PROBLEM TO SOLVE: Could you retype every one of the rows below word for word, changing nothing?

Saved entries:
____________________
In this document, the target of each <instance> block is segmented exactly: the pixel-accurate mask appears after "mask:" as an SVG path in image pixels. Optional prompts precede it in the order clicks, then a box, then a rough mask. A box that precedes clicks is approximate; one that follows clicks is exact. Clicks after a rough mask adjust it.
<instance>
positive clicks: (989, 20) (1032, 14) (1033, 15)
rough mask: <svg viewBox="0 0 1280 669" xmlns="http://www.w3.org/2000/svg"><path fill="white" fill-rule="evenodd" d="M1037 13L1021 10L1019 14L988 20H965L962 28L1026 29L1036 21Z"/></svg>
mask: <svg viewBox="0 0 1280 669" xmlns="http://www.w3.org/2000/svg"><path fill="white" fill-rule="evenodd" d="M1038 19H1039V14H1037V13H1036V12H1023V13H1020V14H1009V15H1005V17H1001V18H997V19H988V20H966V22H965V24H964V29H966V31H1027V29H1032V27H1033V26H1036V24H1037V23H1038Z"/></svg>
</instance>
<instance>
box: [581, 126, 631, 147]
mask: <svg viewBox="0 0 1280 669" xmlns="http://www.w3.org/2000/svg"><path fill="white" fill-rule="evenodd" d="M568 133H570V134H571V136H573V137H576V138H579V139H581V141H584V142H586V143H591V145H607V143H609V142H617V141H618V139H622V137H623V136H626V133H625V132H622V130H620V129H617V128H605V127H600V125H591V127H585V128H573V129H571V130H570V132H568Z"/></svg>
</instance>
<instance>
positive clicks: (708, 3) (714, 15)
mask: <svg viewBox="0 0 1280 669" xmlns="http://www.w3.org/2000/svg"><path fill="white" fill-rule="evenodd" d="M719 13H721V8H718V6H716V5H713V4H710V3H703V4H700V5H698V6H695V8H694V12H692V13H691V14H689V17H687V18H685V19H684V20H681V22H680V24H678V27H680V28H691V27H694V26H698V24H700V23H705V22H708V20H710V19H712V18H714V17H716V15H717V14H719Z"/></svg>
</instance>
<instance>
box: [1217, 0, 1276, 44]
____________________
RESPONSE BELOW:
In this document, the target of each <instance> block is segmented exactly: the pixel-accurate mask appears after "mask:" as an SVG path in image pixels. Optional prompts precede it in the order clicks, then a box, then a rough mask. A box that precedes clicks is approximate; one that follows clicks is exact. Clicks after a rough mask adjust it.
<instance>
positive clicks: (989, 20) (1032, 14) (1033, 15)
rough mask: <svg viewBox="0 0 1280 669" xmlns="http://www.w3.org/2000/svg"><path fill="white" fill-rule="evenodd" d="M1037 13L1021 10L1019 14L988 20H965L962 28L1026 29L1036 21Z"/></svg>
mask: <svg viewBox="0 0 1280 669" xmlns="http://www.w3.org/2000/svg"><path fill="white" fill-rule="evenodd" d="M1038 19H1039V14H1037V13H1036V12H1023V13H1020V14H1009V15H1005V17H1001V18H997V19H988V20H966V22H965V24H964V29H966V31H1027V29H1032V27H1033V26H1036V24H1037V23H1038Z"/></svg>
</instance>
<instance>
box: [581, 126, 631, 147]
mask: <svg viewBox="0 0 1280 669" xmlns="http://www.w3.org/2000/svg"><path fill="white" fill-rule="evenodd" d="M568 133H570V134H571V136H573V137H576V138H579V139H581V141H584V142H586V143H591V145H607V143H609V142H617V141H618V139H622V137H623V136H626V133H625V132H622V130H620V129H617V128H605V127H600V125H591V127H585V128H573V129H571V130H570V132H568Z"/></svg>
</instance>
<instance>
positive clicks: (708, 3) (714, 15)
mask: <svg viewBox="0 0 1280 669" xmlns="http://www.w3.org/2000/svg"><path fill="white" fill-rule="evenodd" d="M719 13H721V8H718V6H716V5H713V4H710V3H703V4H700V5H698V6H695V8H694V12H692V13H691V14H689V17H687V18H685V19H684V20H681V22H680V24H678V27H680V28H691V27H694V26H698V24H700V23H705V22H708V20H710V19H712V18H714V17H716V15H717V14H719Z"/></svg>
</instance>
<instance>
box: [1217, 0, 1276, 44]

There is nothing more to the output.